TEXT EXCERPT:
┄┄┄┄┄┄┄┄┄┄

Retrospective Recursion

  • Robert Thacker
    Reading Alice Munro, 1973-2013. University of Calgary Press (purchase at Amazon.ca)
  • Robert Thacker (Editor)
    Alice Munro: Hateship, Friendship, Courtship, Loveship, Marriage, Runaway, Dear Life. Bloomsbury (purchase at Amazon.ca)
  • David Staines (Editor)
    The Cambridge Companion to Alice Munro. Cambridge University Press (purchase at Amazon.ca)
Reviewed by Lorraine York

These three volumes, all appearing in 2016, form part of the first generation of post-Nobel Prize Alice Munro criticism. Though some of the essays contained therein predate her Nobel win (the earlier essays by Robert Thacker collected in his Reading Alice Munro, 1973-2013 being the most obvious examples), the volumes containing them are all framed by her Nobel win. Positioning that win as the culmination of a growing fund of cultural capital, all three volumes draw upon a triumphal recognition narrative.

┄┄┄┄┄┄┄┄┄┄

EXERCISE 1:
From the review of the Alice Munro books, write out the stretch from "These three volumes, all" through "triumphal recognition narrative.".
EXERCISE 2:
According to the review of the Alice Munro books, in what year did all three volumes appear?
EXERCISE 3:
Carry on writing the review of the Alice Munro books from its last sentence.

Source data
┄┄┄┄┄┄┄┄┄┄

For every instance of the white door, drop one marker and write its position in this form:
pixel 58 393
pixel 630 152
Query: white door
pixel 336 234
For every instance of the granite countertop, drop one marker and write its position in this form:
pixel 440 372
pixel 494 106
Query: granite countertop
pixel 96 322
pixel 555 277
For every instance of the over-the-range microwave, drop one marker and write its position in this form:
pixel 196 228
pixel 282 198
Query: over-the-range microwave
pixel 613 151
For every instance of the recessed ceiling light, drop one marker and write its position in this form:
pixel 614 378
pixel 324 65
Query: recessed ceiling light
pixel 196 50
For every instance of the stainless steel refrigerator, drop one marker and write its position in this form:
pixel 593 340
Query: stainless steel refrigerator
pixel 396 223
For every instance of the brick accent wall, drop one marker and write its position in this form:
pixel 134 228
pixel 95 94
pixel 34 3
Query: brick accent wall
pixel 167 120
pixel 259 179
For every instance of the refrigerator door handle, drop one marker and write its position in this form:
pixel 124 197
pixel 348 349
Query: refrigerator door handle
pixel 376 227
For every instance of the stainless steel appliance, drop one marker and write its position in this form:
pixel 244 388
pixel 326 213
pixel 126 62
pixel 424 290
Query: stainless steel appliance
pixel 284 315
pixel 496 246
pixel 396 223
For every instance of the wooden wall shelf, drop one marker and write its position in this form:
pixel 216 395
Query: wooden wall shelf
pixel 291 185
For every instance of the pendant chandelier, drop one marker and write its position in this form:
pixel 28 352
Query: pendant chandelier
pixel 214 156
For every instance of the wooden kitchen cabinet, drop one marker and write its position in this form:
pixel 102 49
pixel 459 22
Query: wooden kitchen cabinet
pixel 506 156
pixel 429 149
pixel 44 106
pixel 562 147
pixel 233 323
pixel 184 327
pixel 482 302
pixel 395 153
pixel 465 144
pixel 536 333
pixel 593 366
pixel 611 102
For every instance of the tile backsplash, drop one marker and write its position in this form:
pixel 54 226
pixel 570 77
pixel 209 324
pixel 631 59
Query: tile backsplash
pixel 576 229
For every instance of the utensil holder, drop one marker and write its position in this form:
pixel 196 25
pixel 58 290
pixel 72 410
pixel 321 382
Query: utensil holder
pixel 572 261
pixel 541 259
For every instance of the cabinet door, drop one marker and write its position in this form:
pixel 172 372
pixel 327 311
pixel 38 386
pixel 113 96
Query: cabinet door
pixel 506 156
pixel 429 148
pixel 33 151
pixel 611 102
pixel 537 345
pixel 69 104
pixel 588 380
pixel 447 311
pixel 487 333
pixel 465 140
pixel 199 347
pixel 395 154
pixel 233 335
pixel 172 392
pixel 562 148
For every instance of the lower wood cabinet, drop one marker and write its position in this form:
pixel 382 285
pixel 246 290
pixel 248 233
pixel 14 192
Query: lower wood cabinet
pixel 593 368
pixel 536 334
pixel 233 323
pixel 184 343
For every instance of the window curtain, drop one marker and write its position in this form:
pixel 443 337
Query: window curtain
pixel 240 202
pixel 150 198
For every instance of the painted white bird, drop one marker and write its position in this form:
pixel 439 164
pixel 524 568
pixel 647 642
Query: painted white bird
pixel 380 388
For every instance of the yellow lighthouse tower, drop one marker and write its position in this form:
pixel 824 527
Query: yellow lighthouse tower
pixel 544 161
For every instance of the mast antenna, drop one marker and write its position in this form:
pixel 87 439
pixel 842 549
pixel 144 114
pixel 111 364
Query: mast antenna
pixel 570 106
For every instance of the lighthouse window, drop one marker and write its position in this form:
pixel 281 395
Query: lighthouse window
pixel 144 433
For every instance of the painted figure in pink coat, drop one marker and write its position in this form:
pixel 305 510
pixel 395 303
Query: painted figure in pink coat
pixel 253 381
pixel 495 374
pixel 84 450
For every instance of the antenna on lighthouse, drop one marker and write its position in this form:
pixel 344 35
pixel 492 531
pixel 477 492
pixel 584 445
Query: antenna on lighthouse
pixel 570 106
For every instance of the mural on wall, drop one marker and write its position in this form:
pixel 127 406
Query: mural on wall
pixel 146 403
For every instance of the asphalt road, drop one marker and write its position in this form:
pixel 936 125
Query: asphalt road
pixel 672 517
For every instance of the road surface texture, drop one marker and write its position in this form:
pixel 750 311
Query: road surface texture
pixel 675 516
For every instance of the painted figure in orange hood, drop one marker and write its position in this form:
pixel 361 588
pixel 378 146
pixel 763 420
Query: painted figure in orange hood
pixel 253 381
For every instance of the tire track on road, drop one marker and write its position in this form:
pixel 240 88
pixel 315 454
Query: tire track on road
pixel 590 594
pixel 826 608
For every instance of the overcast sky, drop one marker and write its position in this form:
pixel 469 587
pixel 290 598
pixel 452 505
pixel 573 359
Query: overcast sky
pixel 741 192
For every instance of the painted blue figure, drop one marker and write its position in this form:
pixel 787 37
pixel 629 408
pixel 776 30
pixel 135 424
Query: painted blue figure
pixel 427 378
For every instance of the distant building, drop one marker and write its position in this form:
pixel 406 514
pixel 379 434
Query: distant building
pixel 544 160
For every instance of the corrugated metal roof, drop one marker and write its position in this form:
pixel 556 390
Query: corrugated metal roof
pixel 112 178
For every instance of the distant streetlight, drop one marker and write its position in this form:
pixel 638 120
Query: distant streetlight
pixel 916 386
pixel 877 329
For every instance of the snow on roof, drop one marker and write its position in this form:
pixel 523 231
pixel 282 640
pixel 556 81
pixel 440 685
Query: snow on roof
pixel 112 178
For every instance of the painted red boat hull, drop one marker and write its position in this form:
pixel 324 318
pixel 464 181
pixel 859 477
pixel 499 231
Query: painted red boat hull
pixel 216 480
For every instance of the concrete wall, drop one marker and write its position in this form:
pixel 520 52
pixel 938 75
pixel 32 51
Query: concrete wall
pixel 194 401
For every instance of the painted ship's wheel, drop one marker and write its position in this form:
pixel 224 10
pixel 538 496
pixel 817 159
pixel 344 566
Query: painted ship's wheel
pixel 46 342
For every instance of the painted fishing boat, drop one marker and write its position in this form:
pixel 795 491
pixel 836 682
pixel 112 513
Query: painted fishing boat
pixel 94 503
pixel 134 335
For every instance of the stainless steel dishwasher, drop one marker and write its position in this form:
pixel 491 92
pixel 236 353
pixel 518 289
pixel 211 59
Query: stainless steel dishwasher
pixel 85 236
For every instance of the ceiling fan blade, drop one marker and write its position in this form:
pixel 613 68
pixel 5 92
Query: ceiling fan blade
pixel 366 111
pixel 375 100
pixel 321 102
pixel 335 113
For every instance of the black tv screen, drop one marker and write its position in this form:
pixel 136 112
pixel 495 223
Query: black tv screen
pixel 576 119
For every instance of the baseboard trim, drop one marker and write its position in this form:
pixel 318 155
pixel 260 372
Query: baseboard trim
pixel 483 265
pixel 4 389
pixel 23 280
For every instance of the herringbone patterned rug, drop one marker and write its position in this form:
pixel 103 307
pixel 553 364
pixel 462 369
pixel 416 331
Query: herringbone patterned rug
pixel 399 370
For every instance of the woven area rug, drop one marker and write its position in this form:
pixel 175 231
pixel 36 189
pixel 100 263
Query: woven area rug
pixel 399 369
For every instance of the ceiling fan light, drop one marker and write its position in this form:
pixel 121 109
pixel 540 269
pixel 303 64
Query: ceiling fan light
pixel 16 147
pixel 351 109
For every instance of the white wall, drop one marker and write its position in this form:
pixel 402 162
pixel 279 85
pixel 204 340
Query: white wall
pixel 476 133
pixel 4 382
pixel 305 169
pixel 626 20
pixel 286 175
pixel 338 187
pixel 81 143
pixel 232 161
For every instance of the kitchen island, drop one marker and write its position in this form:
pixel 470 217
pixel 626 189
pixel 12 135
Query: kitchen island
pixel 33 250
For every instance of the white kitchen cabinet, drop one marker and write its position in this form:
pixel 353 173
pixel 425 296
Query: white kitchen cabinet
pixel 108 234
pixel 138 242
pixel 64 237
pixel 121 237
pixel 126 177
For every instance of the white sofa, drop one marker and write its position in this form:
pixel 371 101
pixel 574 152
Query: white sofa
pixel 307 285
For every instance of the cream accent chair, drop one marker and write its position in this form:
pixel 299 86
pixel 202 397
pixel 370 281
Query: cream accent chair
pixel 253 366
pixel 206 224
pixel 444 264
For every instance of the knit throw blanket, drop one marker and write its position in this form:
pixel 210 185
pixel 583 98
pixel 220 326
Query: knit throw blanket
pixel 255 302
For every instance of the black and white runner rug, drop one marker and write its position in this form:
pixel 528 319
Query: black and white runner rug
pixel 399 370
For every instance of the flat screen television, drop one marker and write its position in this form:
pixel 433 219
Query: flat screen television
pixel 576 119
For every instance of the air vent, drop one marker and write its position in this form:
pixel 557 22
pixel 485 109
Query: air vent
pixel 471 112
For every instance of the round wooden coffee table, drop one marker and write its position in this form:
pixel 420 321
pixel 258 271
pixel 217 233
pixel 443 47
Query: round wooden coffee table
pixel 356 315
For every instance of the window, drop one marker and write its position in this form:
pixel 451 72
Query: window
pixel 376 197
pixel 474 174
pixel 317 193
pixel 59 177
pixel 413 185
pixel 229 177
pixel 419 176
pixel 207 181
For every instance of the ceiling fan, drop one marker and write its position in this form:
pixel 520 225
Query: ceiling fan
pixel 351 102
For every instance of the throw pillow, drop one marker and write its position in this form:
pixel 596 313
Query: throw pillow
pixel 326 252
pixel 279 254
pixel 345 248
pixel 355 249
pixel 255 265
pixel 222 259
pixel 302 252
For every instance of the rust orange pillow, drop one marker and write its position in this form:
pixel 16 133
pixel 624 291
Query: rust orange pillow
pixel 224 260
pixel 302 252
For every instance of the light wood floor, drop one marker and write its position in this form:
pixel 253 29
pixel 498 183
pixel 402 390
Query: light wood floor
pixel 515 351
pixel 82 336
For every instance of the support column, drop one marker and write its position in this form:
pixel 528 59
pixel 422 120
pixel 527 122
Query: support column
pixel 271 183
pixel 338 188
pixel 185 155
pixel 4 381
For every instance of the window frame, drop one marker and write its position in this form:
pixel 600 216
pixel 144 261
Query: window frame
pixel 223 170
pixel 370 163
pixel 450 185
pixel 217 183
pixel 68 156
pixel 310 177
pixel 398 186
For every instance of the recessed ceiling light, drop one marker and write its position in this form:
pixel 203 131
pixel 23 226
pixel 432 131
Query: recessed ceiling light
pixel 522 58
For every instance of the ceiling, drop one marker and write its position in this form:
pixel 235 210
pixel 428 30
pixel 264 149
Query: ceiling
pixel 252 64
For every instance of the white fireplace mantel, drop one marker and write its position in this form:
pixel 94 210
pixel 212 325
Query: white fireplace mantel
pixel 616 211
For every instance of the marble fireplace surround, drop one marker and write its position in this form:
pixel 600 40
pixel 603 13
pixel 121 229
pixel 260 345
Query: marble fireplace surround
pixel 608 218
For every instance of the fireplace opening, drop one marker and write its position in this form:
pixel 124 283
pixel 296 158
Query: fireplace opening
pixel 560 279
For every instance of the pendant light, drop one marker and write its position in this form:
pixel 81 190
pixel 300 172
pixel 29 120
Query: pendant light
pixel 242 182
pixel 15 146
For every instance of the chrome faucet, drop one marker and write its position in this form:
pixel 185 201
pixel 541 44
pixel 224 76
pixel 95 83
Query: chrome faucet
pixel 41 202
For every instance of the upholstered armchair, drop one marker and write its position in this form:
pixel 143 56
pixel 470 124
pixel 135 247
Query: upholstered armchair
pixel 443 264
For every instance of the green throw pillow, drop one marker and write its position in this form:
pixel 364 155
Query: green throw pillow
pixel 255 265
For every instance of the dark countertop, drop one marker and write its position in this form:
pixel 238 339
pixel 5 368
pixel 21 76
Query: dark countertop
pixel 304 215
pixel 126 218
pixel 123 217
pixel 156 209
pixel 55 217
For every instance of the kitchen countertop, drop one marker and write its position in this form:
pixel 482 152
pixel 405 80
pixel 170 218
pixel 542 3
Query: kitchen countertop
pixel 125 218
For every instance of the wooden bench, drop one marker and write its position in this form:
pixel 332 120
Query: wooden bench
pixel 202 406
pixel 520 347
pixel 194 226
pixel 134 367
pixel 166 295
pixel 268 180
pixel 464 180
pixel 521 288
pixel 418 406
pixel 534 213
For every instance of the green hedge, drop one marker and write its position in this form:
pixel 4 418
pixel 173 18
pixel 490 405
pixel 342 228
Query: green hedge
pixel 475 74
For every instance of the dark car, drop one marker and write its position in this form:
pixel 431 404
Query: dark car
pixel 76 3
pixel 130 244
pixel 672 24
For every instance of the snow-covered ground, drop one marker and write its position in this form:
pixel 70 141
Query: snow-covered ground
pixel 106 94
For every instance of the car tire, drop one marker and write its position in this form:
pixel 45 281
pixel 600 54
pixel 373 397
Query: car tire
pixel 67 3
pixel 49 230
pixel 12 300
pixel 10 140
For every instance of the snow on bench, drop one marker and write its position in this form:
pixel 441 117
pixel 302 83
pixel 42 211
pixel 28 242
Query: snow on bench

┄┄┄┄┄┄┄┄┄┄

TASK ANSWER 1:
These three volumes, all appearing in 2016, form part of the first generation of post-Nobel Prize Alice Munro criticism. Though some of the essays contained therein predate her Nobel win (the earlier essays by Robert Thacker collected in his Reading Alice Munro, 1973-2013 being the most obvious examples), the volumes containing them are all framed by her Nobel win. Positioning that win as the culmination of a growing fund of cultural capital, all three volumes draw upon a triumphal recognition narrative.

TASK ANSWER 2:
All three volumes appeared in 2016.

TASK ANSWER 3:
The Cambridge Companion to Alice Munro, edited by David Staines, is certainly a canon-confirming exercise; Munro is only the second Canadian writer to be “Cambridged,” after Margaret Atwood, whose volume, edited by Coral Ann Howells (who has an absorbing essay in this Munro volume), appeared in 2006. Scanning the list of the titles of Cambridge Companions discloses an Anglo-American emphasis and, more specifically, an emphasis on white writers. As a volume, Staines’ is distinguished by a mixture of contributors both academic and writerly; essays by noted Munro scholars Robert McGill and Howells, for instance, rub shoulders with writers’ perspectives on Munro by Elizabeth Hay, Merilyn Simonds, Douglas Glover, and fellow Cambridge subject Atwood. I wondered why Staines did not make more of this intriguing combination in his introduction. His own contribution, “From Wingham to Clinton: Alice Munro in Her Canadian Context,” is somewhat anecdotal and descriptive (presumably for readers unfamiliar with Munro), leaning more on the early development of her career than on her late works, which are briefly telescoped into one paragraph (though various contributors do draw on them in their individual essays).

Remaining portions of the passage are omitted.